# [À FAIRE]
1. Reprenez mot pour mot le passage du texte sur la décision de la Cour, en partant de « Parmi les 15 » et en allant jusqu'à « manifestaient leur opposition). ».
2. Dans le texte sur la décision de la Cour, quelle juge titulaire se range du côté d'Israël ?

# [TEXTE DE DÉPART]
-.-.-

D’autre part, l’Afrique du Sud demande des mesures conservatoires, c’est-à-dire des mesures urgentes, notamment une suspension des opérations militaires israéliennes et la fin du blocus des biens nécessaires à la survie des Gazaouis (eau, nourriture, médicaments, etc.). Comme cette demande vient avant que la Cour n’ait eu le temps de se prononcer sur le fond, les juges se contentent de voir si le risque de génocide est plausible.

Le 26 janvier 2024, la Cour se prononce à ce sujet et sa décision fait sensation dans le monde : elle donne raison à l’Afrique du Sud et donc indirectement à la Palestine. Selon elle, l’accusation de génocide est effectivement crédible.

Parmi les 15 juges titulaires, une seule, Julia Sebutinde, d’Ouganda, se range du côté d’Israël. Les 14 autres, y compris la présidente, Joan Donoghue, des États-Unis, donnent raison à l’Afrique du Sud, et ces 14 personnes se prononcent en faveur de chacune des six mesures exigées par la Cour. Cela donne un poids considérable à l’ordonnance (il en irait tout autrement si 6 ou 7 juges manifestaient leur opposition).

Israël et la Palestine sont représentés par des juges ad hoc, nommés par leurs États respectifs pour les défendre dans les délibérations. Chose exceptionnelle, le juge israélien, Aharon Barak, vote contre son propre pays à deux occasions : en faveur de la fin du blocus des biens essentiels ; et pour l’instruction donnée à Israël de prendre toutes les mesures en son pouvoir pour prévenir et punir l’incitation directe et publique à commettre le génocide.

« Israël a l’obligation de respecter selon la Charte des Nations Unies (art. 94). »

L’ordonnance constitue une décision, c’est-à-dire quelque chose qu’Israël a l’obligation de respecter selon la Charte des Nations Unies (art. 94).

Tout indique néanmoins que le gouvernement israélien l’ignorera et que les États-Unis mettront au Conseil de sécurité leur veto à toute proposition de la faire respecter. Par contre, toutes sortes d’actions, y compris judiciaires, vont pouvoir être engagées dans beaucoup de pays sur la base de cette décision.

Cela a déjà commencé en Californie avec l’affaire Defense For Children International-Palestine v. Joseph R. Biden, où le juge fédéral Jeffrey White écrit le 31 janvier 2024 dans son arrêt que « comme l’a observé la CIJ, il est plausible que la conduite d’Israël représente un génocide. La présente Cour implore les défendeurs [le gouvernement des États-Unis] d’examiner les résultats de leur soutien sans faille au siège militaire contre les Palestiniens de Gaza.»

Ces prochaines années, la vie va donc probablement être compliquée pour Israël, mais aussi pour ses soutiens les plus zélés que sont les États-Unis, le Royaume-Uni, l’Allemagne, la France et la Suisse.

-.-.-

# [INFORMATIONS]
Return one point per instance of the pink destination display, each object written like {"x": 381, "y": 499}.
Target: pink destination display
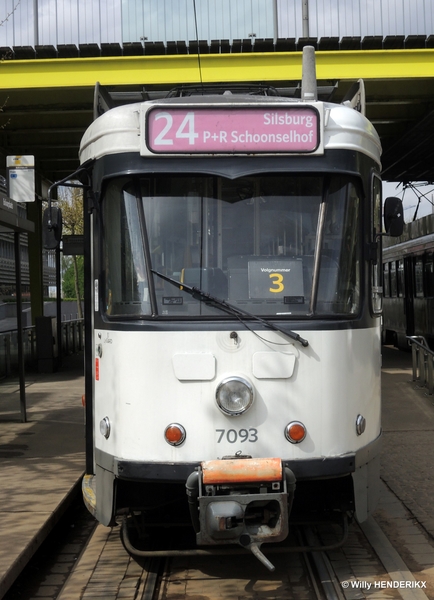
{"x": 233, "y": 130}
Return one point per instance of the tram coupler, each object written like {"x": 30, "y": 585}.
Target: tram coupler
{"x": 243, "y": 501}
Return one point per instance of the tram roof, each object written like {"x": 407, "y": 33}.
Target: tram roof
{"x": 49, "y": 121}
{"x": 343, "y": 127}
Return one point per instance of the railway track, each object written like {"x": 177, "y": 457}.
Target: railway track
{"x": 365, "y": 566}
{"x": 356, "y": 570}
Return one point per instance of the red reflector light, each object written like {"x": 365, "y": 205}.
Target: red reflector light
{"x": 174, "y": 434}
{"x": 295, "y": 432}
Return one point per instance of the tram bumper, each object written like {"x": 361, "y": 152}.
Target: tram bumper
{"x": 241, "y": 501}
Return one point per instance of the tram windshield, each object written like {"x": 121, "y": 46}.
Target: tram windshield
{"x": 273, "y": 245}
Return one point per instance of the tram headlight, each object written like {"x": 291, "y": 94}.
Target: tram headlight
{"x": 234, "y": 396}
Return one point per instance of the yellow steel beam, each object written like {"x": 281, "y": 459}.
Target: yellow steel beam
{"x": 159, "y": 70}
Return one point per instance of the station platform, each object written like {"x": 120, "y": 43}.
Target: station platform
{"x": 42, "y": 461}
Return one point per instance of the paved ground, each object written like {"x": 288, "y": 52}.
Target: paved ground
{"x": 40, "y": 461}
{"x": 43, "y": 459}
{"x": 407, "y": 465}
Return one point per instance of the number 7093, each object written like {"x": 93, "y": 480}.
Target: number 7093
{"x": 242, "y": 435}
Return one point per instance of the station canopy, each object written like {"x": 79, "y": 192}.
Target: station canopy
{"x": 49, "y": 122}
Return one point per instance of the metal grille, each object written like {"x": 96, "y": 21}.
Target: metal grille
{"x": 55, "y": 22}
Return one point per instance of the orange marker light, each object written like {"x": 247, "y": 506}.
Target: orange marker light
{"x": 174, "y": 434}
{"x": 295, "y": 432}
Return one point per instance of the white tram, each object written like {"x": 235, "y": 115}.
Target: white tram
{"x": 234, "y": 308}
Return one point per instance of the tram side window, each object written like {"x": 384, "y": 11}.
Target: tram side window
{"x": 386, "y": 280}
{"x": 418, "y": 277}
{"x": 125, "y": 279}
{"x": 393, "y": 280}
{"x": 429, "y": 275}
{"x": 400, "y": 279}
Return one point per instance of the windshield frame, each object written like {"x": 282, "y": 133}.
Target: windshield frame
{"x": 313, "y": 312}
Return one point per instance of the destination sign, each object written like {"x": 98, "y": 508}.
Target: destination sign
{"x": 209, "y": 130}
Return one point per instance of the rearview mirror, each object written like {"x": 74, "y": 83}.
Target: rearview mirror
{"x": 393, "y": 216}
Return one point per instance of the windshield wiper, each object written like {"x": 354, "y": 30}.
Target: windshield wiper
{"x": 199, "y": 294}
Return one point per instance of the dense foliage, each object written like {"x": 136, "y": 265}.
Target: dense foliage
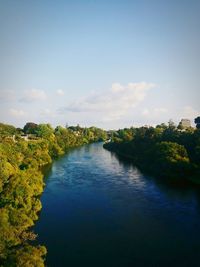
{"x": 164, "y": 151}
{"x": 21, "y": 183}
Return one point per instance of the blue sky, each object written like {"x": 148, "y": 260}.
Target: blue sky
{"x": 106, "y": 63}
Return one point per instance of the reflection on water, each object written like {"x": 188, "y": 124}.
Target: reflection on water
{"x": 101, "y": 211}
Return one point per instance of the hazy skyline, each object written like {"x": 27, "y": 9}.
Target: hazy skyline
{"x": 111, "y": 64}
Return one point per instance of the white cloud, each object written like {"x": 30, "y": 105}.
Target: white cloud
{"x": 154, "y": 112}
{"x": 114, "y": 103}
{"x": 60, "y": 92}
{"x": 7, "y": 95}
{"x": 33, "y": 95}
{"x": 189, "y": 112}
{"x": 17, "y": 113}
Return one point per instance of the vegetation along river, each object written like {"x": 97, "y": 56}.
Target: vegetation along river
{"x": 101, "y": 211}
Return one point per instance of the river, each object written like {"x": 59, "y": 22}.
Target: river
{"x": 100, "y": 211}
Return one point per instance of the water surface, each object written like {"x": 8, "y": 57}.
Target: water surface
{"x": 100, "y": 211}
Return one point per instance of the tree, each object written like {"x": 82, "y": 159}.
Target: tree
{"x": 30, "y": 128}
{"x": 197, "y": 122}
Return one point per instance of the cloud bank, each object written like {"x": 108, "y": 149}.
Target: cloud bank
{"x": 33, "y": 95}
{"x": 114, "y": 103}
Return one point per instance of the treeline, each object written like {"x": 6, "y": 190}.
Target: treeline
{"x": 23, "y": 153}
{"x": 164, "y": 151}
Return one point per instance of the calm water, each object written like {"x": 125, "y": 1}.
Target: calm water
{"x": 99, "y": 211}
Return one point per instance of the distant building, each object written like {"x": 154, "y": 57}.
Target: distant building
{"x": 184, "y": 124}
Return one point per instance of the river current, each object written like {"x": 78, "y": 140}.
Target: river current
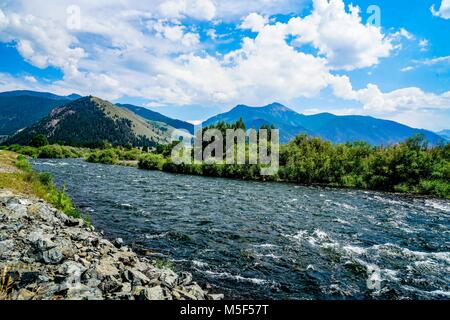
{"x": 270, "y": 240}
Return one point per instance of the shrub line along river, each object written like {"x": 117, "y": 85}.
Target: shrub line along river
{"x": 271, "y": 240}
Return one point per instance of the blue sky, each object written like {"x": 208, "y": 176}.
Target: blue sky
{"x": 193, "y": 59}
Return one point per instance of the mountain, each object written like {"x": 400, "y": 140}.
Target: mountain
{"x": 90, "y": 121}
{"x": 445, "y": 134}
{"x": 18, "y": 112}
{"x": 337, "y": 129}
{"x": 46, "y": 95}
{"x": 283, "y": 118}
{"x": 155, "y": 116}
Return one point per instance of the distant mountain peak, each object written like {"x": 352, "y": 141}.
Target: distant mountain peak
{"x": 338, "y": 129}
{"x": 90, "y": 120}
{"x": 276, "y": 105}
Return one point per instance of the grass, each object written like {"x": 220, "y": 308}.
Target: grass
{"x": 39, "y": 185}
{"x": 5, "y": 285}
{"x": 163, "y": 264}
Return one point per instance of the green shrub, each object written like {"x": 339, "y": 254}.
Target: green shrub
{"x": 45, "y": 178}
{"x": 152, "y": 162}
{"x": 23, "y": 164}
{"x": 107, "y": 156}
{"x": 38, "y": 140}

-.-.-

# [RÉPONSES]
1.
Parmi les 15 juges titulaires, une seule, Julia Sebutinde, d’Ouganda, se range du côté d’Israël. Les 14 autres, y compris la présidente, Joan Donoghue, des États-Unis, donnent raison à l’Afrique du Sud, et ces 14 personnes se prononcent en faveur de chacune des six mesures exigées par la Cour. Cela donne un poids considérable à l’ordonnance (il en irait tout autrement si 6 ou 7 juges manifestaient leur opposition).

2. Julia Sebutinde, d'Ouganda.